Work task: Give the entries again, exactly as they stand.

Exercise input:
BEGIN

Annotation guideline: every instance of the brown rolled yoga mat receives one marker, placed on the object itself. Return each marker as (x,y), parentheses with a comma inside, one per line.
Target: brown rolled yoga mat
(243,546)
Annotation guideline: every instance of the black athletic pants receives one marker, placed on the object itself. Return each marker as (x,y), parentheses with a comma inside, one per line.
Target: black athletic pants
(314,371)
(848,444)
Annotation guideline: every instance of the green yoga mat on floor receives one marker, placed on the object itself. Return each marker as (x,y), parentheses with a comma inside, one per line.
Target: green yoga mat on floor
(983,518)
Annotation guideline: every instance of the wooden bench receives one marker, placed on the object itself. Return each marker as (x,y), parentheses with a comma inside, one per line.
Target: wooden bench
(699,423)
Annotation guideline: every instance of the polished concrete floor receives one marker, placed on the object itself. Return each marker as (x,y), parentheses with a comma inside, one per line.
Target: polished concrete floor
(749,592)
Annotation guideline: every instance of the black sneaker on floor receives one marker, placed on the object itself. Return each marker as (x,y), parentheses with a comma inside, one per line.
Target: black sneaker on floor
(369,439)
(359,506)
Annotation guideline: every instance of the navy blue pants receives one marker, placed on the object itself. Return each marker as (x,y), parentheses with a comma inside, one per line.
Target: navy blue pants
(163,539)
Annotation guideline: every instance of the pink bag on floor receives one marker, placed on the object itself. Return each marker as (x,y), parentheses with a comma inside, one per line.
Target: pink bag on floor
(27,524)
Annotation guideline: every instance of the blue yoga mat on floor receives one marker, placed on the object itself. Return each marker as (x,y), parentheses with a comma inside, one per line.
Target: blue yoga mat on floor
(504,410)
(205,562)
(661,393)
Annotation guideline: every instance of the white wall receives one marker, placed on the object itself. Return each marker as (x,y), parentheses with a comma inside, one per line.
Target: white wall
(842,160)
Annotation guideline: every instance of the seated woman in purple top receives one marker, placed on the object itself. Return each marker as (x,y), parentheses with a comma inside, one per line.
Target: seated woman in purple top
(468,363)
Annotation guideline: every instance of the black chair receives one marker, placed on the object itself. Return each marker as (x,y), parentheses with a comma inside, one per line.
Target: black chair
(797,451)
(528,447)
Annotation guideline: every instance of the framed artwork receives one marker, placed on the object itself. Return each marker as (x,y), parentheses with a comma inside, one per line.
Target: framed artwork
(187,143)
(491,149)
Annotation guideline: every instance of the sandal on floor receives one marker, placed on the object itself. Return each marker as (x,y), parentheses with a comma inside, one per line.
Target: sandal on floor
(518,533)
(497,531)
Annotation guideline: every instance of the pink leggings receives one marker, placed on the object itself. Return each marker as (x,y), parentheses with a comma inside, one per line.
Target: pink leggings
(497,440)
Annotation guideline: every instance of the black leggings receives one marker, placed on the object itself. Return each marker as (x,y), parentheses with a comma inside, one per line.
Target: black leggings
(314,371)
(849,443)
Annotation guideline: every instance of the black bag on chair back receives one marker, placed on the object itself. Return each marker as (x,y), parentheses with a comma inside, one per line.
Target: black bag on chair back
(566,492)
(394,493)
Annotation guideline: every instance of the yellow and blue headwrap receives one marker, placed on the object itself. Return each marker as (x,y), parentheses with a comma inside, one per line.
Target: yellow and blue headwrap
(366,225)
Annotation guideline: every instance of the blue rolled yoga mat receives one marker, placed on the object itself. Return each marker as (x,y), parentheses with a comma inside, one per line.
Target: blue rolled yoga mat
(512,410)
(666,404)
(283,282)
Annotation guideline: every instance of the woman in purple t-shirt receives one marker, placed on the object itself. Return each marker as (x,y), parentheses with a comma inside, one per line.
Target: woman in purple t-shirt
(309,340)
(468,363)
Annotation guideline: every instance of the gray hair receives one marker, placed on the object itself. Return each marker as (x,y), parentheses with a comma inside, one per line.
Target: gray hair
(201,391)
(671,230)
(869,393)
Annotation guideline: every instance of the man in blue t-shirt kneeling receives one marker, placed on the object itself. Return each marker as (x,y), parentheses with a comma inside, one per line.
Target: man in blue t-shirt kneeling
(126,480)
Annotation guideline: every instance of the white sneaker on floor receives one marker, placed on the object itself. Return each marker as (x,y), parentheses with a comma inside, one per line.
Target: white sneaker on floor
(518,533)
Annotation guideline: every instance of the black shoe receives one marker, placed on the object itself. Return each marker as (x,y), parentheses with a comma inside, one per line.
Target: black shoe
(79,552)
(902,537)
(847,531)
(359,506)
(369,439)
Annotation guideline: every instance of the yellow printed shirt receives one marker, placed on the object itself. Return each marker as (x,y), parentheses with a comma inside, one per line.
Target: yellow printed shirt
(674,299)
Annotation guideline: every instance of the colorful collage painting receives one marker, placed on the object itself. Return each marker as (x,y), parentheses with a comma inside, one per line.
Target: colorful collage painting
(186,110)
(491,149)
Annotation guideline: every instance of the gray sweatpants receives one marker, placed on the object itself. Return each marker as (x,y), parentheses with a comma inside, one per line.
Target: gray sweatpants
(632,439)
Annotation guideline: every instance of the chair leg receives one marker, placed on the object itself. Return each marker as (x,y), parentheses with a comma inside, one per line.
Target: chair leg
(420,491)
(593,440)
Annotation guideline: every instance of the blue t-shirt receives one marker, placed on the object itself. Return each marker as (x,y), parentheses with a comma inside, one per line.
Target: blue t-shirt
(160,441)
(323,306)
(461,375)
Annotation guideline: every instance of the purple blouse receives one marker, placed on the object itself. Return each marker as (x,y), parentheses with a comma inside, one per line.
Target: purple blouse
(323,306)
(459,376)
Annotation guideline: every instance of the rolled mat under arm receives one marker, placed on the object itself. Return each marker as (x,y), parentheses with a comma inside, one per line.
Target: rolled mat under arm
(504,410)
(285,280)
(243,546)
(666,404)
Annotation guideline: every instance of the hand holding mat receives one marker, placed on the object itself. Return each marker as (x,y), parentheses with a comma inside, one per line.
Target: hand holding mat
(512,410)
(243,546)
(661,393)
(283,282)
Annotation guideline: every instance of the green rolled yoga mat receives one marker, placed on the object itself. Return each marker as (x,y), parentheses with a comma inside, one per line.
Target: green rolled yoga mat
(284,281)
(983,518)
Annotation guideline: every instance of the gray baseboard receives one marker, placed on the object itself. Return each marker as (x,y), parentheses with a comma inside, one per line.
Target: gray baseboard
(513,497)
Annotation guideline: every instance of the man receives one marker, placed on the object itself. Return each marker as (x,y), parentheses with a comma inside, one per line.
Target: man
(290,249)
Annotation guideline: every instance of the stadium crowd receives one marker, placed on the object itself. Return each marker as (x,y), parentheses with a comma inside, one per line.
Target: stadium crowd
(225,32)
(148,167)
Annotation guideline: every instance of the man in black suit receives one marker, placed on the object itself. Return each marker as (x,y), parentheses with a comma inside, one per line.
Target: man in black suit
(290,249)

END

Answer section:
Annotation guideline: every instance of the brown rolled yoga mat receives one marker, placed on the object itself. Return each marker as (x,y), parentheses with a comma inside, one per line.
Target: brown rolled yoga mat
(243,546)
Annotation guideline: every instance of the black athletic pants receives one marker, placed on the object itself. Return each marker as (x,y), parentheses with a comma inside, one per line.
Target: black athletic pants
(314,371)
(848,444)
Annotation guideline: every instance of the green yoga mat on floor receives one marker, placed on the object itself. Return each marker as (x,y), parentheses with a comma inside, one per line.
Target: green yoga mat on floor
(983,518)
Annotation guideline: every instance of the wooden bench receives one marker, placed on the object itself. Return each marker as (x,y), parentheses with a comma inside, one per line.
Target: wooden bench
(699,423)
Annotation guideline: every instance of the polished concrete floor receives one marker, placed on the object itself. Return each marker as (x,y), parentheses with a comma inside, one per line.
Target: polished concrete floor
(749,592)
Annotation guideline: every instance of the black sneaker on floor receives one marker, placed on the object itself. Return each marker as (x,y), parentheses with a comma inside, one per line.
Target: black sneaker on floor
(369,439)
(359,506)
Annotation guideline: every instance of the navy blue pants receives one marker, placed on the object itself. Return each marker as (x,y), parentheses with a comma inside, one per line.
Target: navy blue pants
(163,539)
Annotation guideline: every instance of the pink bag on floor receives one marker, placed on the object itself. Return each marker as (x,y), parentheses with a comma inside, one per line.
Target: pink bag on floor
(27,524)
Annotation guideline: every instance of the blue yoga mat on floor receives one marker, placed on the object itself. Return each marker as (x,y), parentheses with a comma inside, one per line.
Target: blue yoga mat on floor
(504,410)
(205,562)
(661,393)
Annotation guideline: every instance of the white wall receives one marker, placed on the object itself. Return each marker as (x,y), parentheses with a comma inside, one per line.
Target: white wall
(842,160)
Annotation guideline: every instance of the seated woman in purple top receives one marker, placed on the object itself. Return each marker as (x,y), parentheses with a comma inside, one per line.
Target: seated woman in purple top
(468,363)
Annotation guideline: every instance of the black chair receives one marker, placed on the object itself. Return each marker as (x,y), parentheses with a comma inside, one per line.
Target: black chair
(797,451)
(528,447)
Annotation guideline: every instance of the framed artwork receives one marker, placed on the object itself. Return each marker as (x,y), parentheses with a comma inside, one per line.
Target: framed artwork
(187,143)
(491,149)
Annotation guideline: every instance of the sandal on floor receives one marker, placed on the object itself. Return each marker as (x,y), parentheses with a comma inside, one per line.
Target: sandal on floor
(518,533)
(497,531)
Annotation guideline: every instance of the pink leggings receives one marker, placed on the object itself. Return each marker as (x,y), parentheses with a comma inside, one per line.
Target: pink leggings
(497,440)
Annotation guideline: every instance of the black leggings receives one marker, placed on the object itself. Return each marker as (x,y), parentheses with a comma inside, one per line.
Target: black leggings
(314,371)
(849,443)
Annotation guideline: every instance of the black bag on chair back receives one marker, placed on the object itself. Return each marker as (x,y), parentheses with a comma inside, one per line.
Target: black bag on chair back
(566,492)
(394,493)
Annotation guideline: every instance of the yellow and blue headwrap receives one marker, placed on the object itself. Return each marker as (x,y), parentheses with a comma inside, one per line.
Target: yellow and blue headwrap
(366,225)
Annotation guideline: every instance of the blue rolled yoga mat receives one marker, placed on the object itself. Return each marker as (x,y), parentheses with a comma inside, one per line.
Target: blue rolled yoga mat
(512,410)
(666,404)
(283,282)
Annotation guideline: every instance of the woman in purple t-shirt receives one marker, placed on the object itself. Return each marker as (x,y), parentheses with a comma inside, one per line.
Target: woman in purple t-shirt
(309,340)
(468,363)
Annotation guideline: every instance of the gray hair receives one marker, placed on the object itself. Return each marker as (x,y), parentheses with a comma inside, one per line.
Target: gray hair
(201,391)
(671,230)
(869,393)
Annotation guideline: every instance of the man in blue t-shirt kneeling receives one marker, placed on the object itself. Return each marker as (x,y), parentheses with a comma inside, one per line.
Target: man in blue t-shirt kneeling
(126,480)
Annotation guideline: every instance of the white sneaker on floor receives one marker, placed on the object itself. Return each marker as (x,y), parentheses with a comma inside, one per line.
Target: white sneaker on floor
(518,533)
Annotation guideline: every instance of the black shoe receives one marker, placed on the object itself. Return each marker as (x,y), parentheses with a comma inside, one per line.
Target: black shoe
(79,552)
(902,537)
(847,531)
(359,506)
(369,439)
Annotation guideline: every instance of the yellow printed shirt receives one marker, placed on the object itself. Return each marker as (x,y), parentheses with a comma inside, one per line.
Target: yellow printed shirt
(674,299)
Annotation guideline: every instance of the colorful collage painting receives one marker, placed on the object itself. Return each marker as (x,y), parentheses with a comma inside, one per line.
Target: colorful collage painting
(186,110)
(491,149)
Annotation guideline: every instance of the gray sweatpants receives one marker, placed on the object itself. Return each marker as (x,y), parentheses with a comma inside, one per line.
Target: gray sweatpants
(632,439)
Annotation guideline: every instance of the chair leg receives one marker, placed on the object itself. Return each marker as (x,y), parentheses with a comma inside, one per line.
Target: chair leg
(420,491)
(593,440)
Annotation guideline: every instance of the blue t-shirt receives one marker, placed on the object itself. Return each marker as (x,y), parentheses with a comma inside, one per line.
Target: blue t-shirt
(160,441)
(323,306)
(461,375)
Annotation guideline: every instance of the purple blouse receives one marker, placed on the object itself. Return each marker as (x,y), parentheses with a comma inside, one per line.
Target: purple blouse
(323,306)
(459,376)
Annotation guideline: every instance of the rolled mat under arm receives one marker, placed on the object itself. Return each marker as (x,y), parentheses with a comma inside, one per line.
Target: rolled mat under arm
(504,410)
(285,280)
(243,546)
(666,404)
Annotation guideline: every instance of the hand holding mat receives one marker, placed on the object itself. Return each marker as (x,y), parentheses with a comma inside, one per line.
Target: hand holding mat
(512,410)
(243,546)
(661,393)
(283,282)
Annotation guideline: every instance of the green rolled yoga mat receives one marker, placed on the object itself. Return each marker as (x,y), parentheses with a comma inside, one per line.
Target: green rolled yoga mat
(284,281)
(983,518)
Annotation guideline: every instance of the gray baseboard receives one marker, placed on the object itself. Return each marker as (x,y), parentheses with a comma inside, one per line.
Target: gray baseboard
(513,497)
Annotation guideline: every instance of the man receives one marker, placed on the object itself. Return each marker as (x,y), parentheses with a comma inside, one per line.
Target: man
(290,249)
Annotation guideline: every instance of the stadium crowd receives one marker, placed on the object itself. Return each marker as (x,y), parentheses with a comma inside, one per line.
Target: stadium crowd
(225,32)
(148,167)
Annotation guideline: every instance of the man in black suit receives one marker, placed on the object itself. Return each marker as (x,y), parentheses with a comma inside, one per line.
Target: man in black suit
(290,249)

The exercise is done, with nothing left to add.